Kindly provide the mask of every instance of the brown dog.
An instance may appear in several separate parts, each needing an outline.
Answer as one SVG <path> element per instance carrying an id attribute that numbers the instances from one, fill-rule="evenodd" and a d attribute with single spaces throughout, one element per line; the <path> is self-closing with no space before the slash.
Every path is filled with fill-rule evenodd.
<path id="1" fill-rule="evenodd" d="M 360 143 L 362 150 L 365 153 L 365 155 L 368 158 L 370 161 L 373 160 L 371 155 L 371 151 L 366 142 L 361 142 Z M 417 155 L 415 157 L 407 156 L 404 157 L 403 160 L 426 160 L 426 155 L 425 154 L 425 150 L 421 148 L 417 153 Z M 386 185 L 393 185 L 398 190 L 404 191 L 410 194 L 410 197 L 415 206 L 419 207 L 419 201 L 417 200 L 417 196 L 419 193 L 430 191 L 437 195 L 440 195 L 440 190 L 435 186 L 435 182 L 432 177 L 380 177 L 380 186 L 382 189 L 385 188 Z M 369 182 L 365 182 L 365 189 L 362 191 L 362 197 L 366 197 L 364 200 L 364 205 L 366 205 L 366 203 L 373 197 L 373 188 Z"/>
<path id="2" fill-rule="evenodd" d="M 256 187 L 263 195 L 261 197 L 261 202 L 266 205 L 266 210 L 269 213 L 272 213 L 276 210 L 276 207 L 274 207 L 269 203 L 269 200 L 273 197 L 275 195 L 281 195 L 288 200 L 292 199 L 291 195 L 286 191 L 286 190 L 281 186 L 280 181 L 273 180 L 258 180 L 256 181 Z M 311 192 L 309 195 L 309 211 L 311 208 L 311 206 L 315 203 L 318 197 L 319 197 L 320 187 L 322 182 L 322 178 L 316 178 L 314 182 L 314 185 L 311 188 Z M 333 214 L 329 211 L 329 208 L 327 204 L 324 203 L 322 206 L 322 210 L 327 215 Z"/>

════════════════

What to do: Reproduce every line of the data above without changing anything.

Exercise response:
Kindly provide the mask of every instance of the brown dog.
An instance may appear in several separate parts, each needing an outline.
Answer as one SVG <path> element per instance carrying an id attribute that numbers the instances from one, fill-rule="evenodd" and a d attribute with single spaces throughout, one element per line; the <path> is self-closing with no space before the slash.
Every path is filled with fill-rule evenodd.
<path id="1" fill-rule="evenodd" d="M 360 143 L 362 150 L 365 153 L 365 155 L 368 158 L 370 161 L 373 160 L 371 155 L 371 151 L 366 142 L 361 142 Z M 417 155 L 415 157 L 407 156 L 404 157 L 403 160 L 426 160 L 426 155 L 425 154 L 425 150 L 421 148 L 417 153 Z M 386 185 L 393 185 L 398 190 L 404 191 L 410 194 L 410 197 L 415 206 L 419 207 L 419 201 L 417 200 L 417 196 L 419 193 L 430 191 L 437 195 L 440 195 L 440 190 L 435 186 L 435 182 L 432 177 L 380 177 L 380 186 L 382 189 L 385 188 Z M 369 182 L 365 182 L 365 189 L 362 191 L 362 197 L 366 197 L 364 200 L 364 205 L 366 205 L 366 203 L 373 197 L 373 188 Z"/>
<path id="2" fill-rule="evenodd" d="M 256 187 L 263 195 L 261 197 L 261 202 L 266 205 L 266 210 L 269 213 L 272 213 L 276 210 L 276 207 L 274 207 L 269 203 L 269 200 L 273 197 L 275 195 L 281 195 L 288 200 L 292 199 L 291 195 L 286 191 L 286 190 L 281 186 L 280 181 L 273 180 L 258 180 L 256 181 Z M 311 192 L 309 195 L 309 211 L 311 208 L 311 206 L 315 203 L 318 197 L 319 197 L 320 187 L 322 182 L 322 178 L 316 178 L 314 182 L 314 185 L 311 188 Z M 333 214 L 329 211 L 329 208 L 327 204 L 324 203 L 322 206 L 322 210 L 327 215 Z"/>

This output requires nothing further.